Pull out the data below from its first line through the line containing "top-left (238, 137), bottom-right (297, 167)", and reproduce every line unchanged.

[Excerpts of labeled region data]
++++++

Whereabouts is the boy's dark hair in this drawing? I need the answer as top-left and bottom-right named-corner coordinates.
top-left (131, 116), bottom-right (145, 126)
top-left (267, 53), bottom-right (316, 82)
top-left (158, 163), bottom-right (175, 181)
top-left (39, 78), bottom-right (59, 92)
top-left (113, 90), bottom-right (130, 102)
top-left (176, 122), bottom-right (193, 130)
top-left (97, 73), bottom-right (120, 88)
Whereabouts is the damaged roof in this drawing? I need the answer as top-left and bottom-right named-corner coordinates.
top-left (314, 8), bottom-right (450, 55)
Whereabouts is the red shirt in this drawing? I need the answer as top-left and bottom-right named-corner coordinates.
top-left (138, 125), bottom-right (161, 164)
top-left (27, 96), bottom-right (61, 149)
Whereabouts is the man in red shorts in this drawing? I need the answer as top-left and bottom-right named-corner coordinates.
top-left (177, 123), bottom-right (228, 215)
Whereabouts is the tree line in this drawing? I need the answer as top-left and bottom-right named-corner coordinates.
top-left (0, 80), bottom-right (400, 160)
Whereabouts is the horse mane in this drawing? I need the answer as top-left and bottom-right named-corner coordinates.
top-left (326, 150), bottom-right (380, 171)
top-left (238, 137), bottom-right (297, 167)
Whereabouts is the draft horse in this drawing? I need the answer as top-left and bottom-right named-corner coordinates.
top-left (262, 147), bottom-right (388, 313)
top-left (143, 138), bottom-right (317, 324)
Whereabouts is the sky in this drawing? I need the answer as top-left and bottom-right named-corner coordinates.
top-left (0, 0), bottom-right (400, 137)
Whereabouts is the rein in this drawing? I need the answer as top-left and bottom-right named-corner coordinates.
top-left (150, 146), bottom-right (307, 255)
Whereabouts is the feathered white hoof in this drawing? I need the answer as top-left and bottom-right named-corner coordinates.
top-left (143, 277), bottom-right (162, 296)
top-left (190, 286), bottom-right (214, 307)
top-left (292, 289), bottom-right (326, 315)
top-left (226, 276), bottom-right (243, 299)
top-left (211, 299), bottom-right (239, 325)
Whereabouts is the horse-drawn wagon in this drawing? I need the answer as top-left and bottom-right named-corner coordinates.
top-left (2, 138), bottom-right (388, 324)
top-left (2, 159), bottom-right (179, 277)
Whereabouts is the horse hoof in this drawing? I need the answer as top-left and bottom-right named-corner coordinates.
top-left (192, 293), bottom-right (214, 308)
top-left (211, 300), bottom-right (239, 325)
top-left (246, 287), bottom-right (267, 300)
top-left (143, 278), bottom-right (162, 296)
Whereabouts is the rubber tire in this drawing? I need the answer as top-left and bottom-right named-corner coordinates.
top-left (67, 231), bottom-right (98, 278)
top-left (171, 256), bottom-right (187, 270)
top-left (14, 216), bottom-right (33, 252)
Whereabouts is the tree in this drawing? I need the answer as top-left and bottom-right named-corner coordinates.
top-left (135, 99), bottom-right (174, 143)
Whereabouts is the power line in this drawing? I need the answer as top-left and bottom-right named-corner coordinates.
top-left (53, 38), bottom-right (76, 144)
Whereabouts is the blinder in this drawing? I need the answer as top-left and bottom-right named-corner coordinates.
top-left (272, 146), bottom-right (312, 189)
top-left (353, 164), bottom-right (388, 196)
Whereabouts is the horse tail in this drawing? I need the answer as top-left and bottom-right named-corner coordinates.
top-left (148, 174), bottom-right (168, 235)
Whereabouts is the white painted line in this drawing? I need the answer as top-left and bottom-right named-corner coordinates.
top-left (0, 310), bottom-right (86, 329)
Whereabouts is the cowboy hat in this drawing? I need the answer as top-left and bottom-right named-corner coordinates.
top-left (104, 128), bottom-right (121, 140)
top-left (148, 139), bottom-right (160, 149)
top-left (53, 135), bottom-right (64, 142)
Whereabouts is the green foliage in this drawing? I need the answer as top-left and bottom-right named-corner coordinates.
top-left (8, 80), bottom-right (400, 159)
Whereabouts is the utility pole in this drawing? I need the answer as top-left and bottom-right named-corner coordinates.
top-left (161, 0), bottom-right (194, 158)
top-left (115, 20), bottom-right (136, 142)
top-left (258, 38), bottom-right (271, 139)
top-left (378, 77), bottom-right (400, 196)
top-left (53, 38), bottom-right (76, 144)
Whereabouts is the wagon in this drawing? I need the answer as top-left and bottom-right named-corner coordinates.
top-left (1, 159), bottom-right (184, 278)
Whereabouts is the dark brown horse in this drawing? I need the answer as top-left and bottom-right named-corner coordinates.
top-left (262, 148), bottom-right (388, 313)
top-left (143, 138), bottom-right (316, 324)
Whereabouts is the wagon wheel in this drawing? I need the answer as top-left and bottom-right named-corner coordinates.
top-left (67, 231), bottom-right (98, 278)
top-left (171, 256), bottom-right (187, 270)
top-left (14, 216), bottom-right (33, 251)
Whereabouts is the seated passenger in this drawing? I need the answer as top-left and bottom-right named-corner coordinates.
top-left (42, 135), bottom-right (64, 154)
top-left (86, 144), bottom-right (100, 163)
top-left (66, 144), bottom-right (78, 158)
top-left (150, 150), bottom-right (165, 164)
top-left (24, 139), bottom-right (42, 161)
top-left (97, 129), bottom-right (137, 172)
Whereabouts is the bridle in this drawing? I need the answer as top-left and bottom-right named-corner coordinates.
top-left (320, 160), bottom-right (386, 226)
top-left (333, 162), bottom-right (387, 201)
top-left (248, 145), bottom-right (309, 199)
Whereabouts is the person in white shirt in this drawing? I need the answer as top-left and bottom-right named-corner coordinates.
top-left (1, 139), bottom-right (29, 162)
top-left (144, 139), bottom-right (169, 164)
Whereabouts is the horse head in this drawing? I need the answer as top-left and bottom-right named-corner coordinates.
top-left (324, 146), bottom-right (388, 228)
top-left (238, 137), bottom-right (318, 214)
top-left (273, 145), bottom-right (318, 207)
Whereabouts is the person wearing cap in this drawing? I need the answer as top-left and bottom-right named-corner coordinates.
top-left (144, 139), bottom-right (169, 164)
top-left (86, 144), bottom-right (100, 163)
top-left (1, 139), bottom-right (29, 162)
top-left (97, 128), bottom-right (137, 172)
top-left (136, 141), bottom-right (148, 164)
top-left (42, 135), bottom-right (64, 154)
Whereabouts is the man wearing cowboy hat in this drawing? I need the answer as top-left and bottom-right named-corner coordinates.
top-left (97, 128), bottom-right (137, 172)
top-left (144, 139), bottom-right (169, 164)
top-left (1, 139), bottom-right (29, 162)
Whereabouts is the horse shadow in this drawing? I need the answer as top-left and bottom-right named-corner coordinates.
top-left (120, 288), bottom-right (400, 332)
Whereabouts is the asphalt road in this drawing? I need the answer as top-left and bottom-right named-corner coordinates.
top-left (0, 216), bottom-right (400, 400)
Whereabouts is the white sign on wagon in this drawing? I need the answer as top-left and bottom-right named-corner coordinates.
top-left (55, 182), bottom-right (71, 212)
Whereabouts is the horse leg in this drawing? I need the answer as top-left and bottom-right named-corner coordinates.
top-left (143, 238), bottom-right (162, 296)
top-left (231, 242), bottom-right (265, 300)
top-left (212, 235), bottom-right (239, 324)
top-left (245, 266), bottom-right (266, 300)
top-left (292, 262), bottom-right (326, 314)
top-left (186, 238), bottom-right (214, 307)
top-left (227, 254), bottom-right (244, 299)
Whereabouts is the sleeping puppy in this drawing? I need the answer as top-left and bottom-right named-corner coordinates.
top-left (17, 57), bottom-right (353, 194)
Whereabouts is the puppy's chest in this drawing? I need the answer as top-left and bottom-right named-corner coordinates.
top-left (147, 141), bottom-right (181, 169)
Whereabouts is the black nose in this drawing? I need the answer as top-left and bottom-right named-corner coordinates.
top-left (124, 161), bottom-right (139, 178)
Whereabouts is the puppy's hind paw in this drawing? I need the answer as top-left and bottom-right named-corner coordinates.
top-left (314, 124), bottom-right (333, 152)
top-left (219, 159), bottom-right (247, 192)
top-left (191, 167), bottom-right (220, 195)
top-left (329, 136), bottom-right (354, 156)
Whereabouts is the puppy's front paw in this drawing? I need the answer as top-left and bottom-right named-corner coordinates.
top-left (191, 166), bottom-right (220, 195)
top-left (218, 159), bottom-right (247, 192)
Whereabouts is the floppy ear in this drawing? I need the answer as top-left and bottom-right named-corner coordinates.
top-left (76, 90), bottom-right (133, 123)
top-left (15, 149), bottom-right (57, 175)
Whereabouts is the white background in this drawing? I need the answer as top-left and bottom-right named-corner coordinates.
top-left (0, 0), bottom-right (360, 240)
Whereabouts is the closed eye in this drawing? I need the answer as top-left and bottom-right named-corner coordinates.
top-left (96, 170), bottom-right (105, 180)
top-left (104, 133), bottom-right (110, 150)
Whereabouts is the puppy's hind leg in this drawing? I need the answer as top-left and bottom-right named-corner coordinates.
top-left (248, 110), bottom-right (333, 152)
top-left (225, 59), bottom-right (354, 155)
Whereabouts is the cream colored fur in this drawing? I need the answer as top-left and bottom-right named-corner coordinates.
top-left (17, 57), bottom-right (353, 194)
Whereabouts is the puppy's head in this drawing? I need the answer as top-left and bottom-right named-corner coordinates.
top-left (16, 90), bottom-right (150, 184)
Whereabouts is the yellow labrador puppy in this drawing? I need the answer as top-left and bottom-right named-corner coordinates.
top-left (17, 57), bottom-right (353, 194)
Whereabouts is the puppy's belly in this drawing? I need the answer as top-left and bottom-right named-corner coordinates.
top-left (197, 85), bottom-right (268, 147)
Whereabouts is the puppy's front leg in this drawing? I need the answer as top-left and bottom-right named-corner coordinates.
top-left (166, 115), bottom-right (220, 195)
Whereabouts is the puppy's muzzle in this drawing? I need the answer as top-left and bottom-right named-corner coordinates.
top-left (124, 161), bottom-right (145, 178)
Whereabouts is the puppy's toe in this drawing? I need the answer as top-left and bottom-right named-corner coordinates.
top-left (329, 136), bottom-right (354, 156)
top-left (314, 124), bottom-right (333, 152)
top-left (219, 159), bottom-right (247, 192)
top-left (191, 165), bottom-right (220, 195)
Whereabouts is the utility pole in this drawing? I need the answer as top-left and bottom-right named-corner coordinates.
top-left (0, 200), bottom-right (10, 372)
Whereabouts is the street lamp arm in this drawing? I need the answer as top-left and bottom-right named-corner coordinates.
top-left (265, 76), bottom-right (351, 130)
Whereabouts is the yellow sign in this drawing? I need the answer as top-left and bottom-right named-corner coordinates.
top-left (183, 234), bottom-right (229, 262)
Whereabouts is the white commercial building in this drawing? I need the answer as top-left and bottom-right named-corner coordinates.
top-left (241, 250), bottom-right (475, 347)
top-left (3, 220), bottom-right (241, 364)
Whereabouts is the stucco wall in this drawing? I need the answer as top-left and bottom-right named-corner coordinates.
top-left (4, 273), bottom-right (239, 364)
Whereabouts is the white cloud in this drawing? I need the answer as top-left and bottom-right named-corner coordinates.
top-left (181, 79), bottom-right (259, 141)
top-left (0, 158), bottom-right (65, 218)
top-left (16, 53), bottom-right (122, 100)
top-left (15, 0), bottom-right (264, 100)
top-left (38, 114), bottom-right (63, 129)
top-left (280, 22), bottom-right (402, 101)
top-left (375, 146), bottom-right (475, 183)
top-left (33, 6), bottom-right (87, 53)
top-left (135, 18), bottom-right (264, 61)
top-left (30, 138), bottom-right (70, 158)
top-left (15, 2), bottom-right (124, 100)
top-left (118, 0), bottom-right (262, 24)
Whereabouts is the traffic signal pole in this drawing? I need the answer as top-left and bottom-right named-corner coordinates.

++++++

* **EXERCISE RESPONSE**:
Whereabouts is the boy's dark hair in this drawing? I need the answer as top-left and bottom-right named-corner coordinates.
top-left (131, 116), bottom-right (145, 126)
top-left (267, 53), bottom-right (316, 82)
top-left (158, 163), bottom-right (175, 181)
top-left (39, 78), bottom-right (59, 92)
top-left (113, 90), bottom-right (130, 102)
top-left (176, 122), bottom-right (193, 130)
top-left (97, 73), bottom-right (120, 88)
Whereabouts is the damaged roof in this drawing? I need the answer as top-left and bottom-right named-corner coordinates.
top-left (314, 8), bottom-right (450, 55)
Whereabouts is the red shirt in this drawing? I need the answer as top-left and bottom-right named-corner coordinates.
top-left (138, 125), bottom-right (161, 164)
top-left (27, 96), bottom-right (61, 149)
Whereabouts is the man in red shorts in this drawing? I need the answer as top-left and bottom-right named-corner coordinates.
top-left (177, 123), bottom-right (228, 215)
Whereabouts is the tree line in this drawing? I need the answer as top-left and bottom-right named-corner coordinates.
top-left (0, 80), bottom-right (400, 160)
Whereabouts is the horse mane in this drawing? I need the answer as top-left and bottom-right named-corner coordinates.
top-left (326, 150), bottom-right (380, 171)
top-left (238, 137), bottom-right (297, 167)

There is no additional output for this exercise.